[Image point grounding data]
········

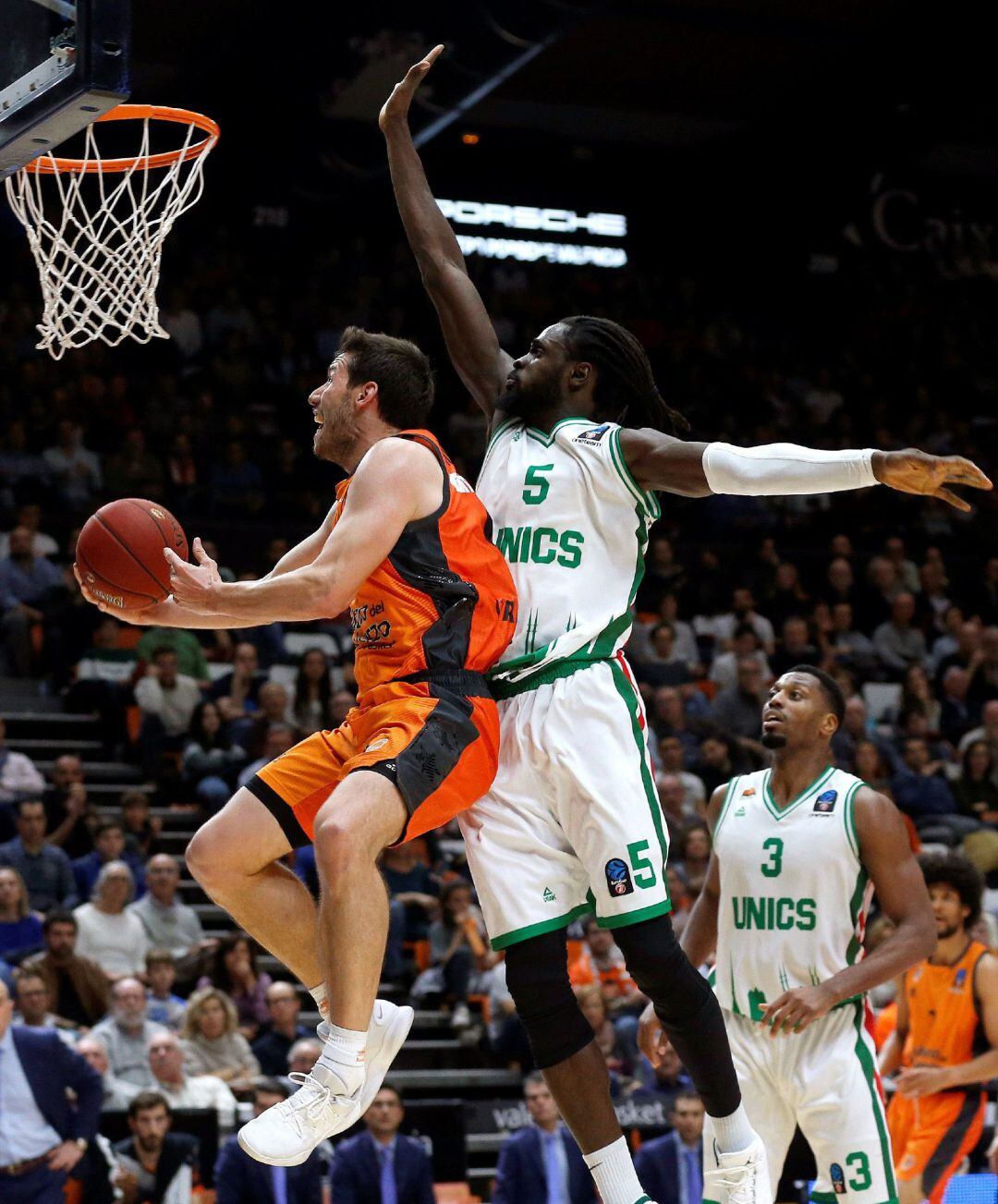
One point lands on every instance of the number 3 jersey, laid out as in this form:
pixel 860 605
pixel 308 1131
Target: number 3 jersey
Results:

········

Be exact. Write out all the entries and omit the pictures.

ANSWER SPACE »
One point lands on every instance of the number 3 jersey, laid out as in this form:
pixel 860 605
pixel 308 1131
Target: number 3 jersey
Results:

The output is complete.